== What to work on ==
Retype the listing below word for word, leaving out the pictures.

(Entries from an annotation dataset)
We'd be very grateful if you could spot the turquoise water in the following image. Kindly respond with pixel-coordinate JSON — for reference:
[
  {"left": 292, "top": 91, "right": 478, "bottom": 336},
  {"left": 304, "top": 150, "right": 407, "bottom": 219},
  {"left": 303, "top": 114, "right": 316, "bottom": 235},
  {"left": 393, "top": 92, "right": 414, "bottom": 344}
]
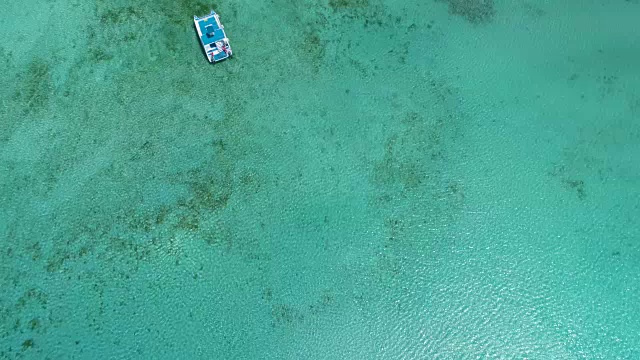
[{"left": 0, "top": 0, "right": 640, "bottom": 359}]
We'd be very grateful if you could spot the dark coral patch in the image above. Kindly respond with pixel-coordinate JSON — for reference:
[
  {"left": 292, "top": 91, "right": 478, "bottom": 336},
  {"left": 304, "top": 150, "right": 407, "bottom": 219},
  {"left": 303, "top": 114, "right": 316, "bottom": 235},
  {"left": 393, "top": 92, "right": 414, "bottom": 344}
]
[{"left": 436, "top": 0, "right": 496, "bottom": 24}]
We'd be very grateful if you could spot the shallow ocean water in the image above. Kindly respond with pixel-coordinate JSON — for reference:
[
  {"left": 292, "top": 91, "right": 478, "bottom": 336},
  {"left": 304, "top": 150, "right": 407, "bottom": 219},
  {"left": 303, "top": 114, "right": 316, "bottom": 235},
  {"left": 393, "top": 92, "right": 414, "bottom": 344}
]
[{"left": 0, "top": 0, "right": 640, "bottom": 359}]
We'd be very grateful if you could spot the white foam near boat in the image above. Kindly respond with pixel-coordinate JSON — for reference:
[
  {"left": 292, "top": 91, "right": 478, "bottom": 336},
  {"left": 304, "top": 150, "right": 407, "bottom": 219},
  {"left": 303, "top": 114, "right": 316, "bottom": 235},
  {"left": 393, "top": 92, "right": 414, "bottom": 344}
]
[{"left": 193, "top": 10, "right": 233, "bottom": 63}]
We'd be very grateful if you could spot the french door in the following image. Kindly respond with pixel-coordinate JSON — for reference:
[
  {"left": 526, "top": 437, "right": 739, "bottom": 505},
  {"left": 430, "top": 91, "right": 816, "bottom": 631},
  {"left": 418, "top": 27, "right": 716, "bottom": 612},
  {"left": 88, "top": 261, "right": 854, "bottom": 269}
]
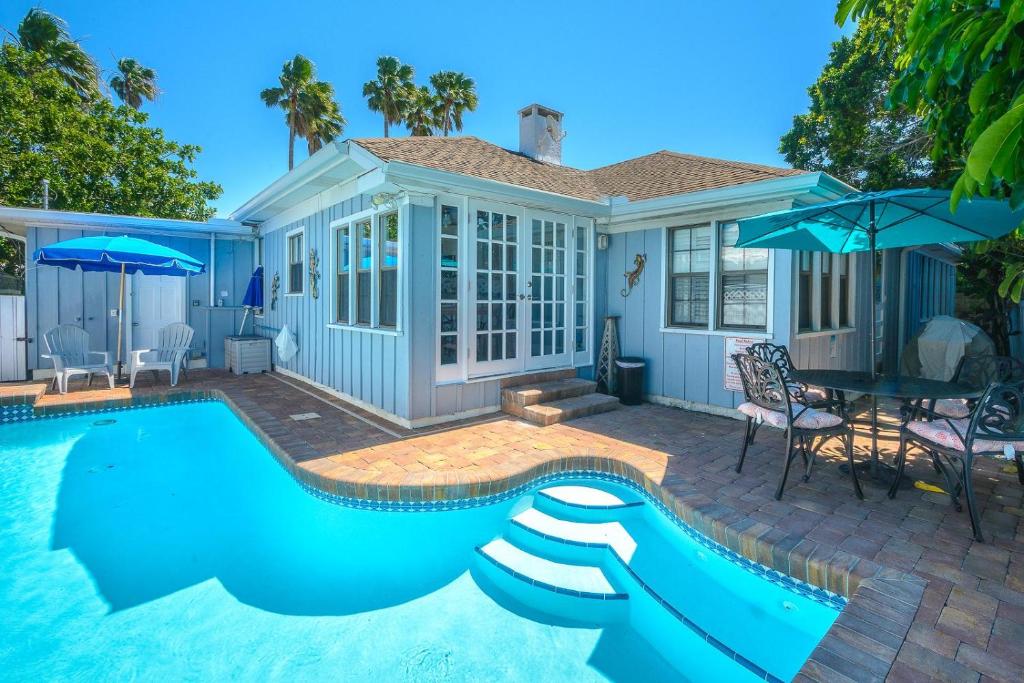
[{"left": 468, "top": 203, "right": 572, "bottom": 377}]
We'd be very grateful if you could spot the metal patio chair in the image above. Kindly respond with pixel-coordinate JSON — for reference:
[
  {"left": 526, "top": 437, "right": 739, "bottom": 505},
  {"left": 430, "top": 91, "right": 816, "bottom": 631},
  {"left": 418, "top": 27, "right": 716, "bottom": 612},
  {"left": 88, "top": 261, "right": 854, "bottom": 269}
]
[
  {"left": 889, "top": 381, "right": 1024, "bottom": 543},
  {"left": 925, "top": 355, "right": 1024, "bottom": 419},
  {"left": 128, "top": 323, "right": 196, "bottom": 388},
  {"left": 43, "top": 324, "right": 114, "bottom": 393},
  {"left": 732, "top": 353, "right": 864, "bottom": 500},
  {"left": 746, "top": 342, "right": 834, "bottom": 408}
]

== Finished task ==
We'd be very grateful if you could spot the turquoise water in the following image. Kindly respond with pixel-coordinate JSON — for reference:
[
  {"left": 292, "top": 91, "right": 478, "bottom": 336},
  {"left": 304, "top": 150, "right": 407, "bottom": 219},
  {"left": 303, "top": 114, "right": 316, "bottom": 235},
  {"left": 393, "top": 92, "right": 414, "bottom": 344}
]
[{"left": 0, "top": 0, "right": 640, "bottom": 359}]
We'd be very grateful if you could spot the dark coral patch in the image above. Kindly respond with pixel-coordinate JSON — for reference:
[
  {"left": 292, "top": 91, "right": 478, "bottom": 336},
  {"left": 304, "top": 150, "right": 407, "bottom": 219},
  {"left": 303, "top": 114, "right": 316, "bottom": 235},
  {"left": 393, "top": 92, "right": 414, "bottom": 344}
]
[{"left": 436, "top": 0, "right": 496, "bottom": 24}]
We'd be very grateful if you could spot the shallow ocean water in the image above. Kindly respond with pixel-coordinate JSON — for reference:
[
  {"left": 292, "top": 91, "right": 478, "bottom": 336},
  {"left": 304, "top": 150, "right": 407, "bottom": 219},
  {"left": 303, "top": 114, "right": 316, "bottom": 235},
  {"left": 393, "top": 92, "right": 414, "bottom": 344}
]
[{"left": 0, "top": 0, "right": 640, "bottom": 359}]
We'd be very grateful if you could spot the white foam near boat in the image above. Kindly respond with pixel-coordinate JSON — for reference:
[
  {"left": 292, "top": 91, "right": 478, "bottom": 336},
  {"left": 304, "top": 150, "right": 407, "bottom": 219},
  {"left": 303, "top": 114, "right": 316, "bottom": 235},
  {"left": 393, "top": 92, "right": 414, "bottom": 344}
]
[{"left": 193, "top": 10, "right": 233, "bottom": 63}]
We'd be very grateful if you could spot the french door in the following image. Kindly respond with pixel-coordinate JSON — for reference:
[
  {"left": 526, "top": 437, "right": 739, "bottom": 505},
  {"left": 430, "top": 91, "right": 816, "bottom": 631},
  {"left": 418, "top": 27, "right": 716, "bottom": 612},
  {"left": 88, "top": 261, "right": 854, "bottom": 269}
]
[{"left": 468, "top": 203, "right": 572, "bottom": 377}]
We'd be very grateful if you could spot the metal patio chair in the image above. Kindly respond with pixel-coordinate JSON — for reference:
[
  {"left": 526, "top": 437, "right": 739, "bottom": 505},
  {"left": 430, "top": 91, "right": 816, "bottom": 631},
  {"left": 418, "top": 27, "right": 716, "bottom": 612},
  {"left": 88, "top": 261, "right": 854, "bottom": 269}
]
[
  {"left": 889, "top": 381, "right": 1024, "bottom": 543},
  {"left": 925, "top": 355, "right": 1024, "bottom": 419},
  {"left": 128, "top": 323, "right": 196, "bottom": 388},
  {"left": 43, "top": 324, "right": 114, "bottom": 393},
  {"left": 732, "top": 353, "right": 864, "bottom": 500},
  {"left": 746, "top": 342, "right": 834, "bottom": 408}
]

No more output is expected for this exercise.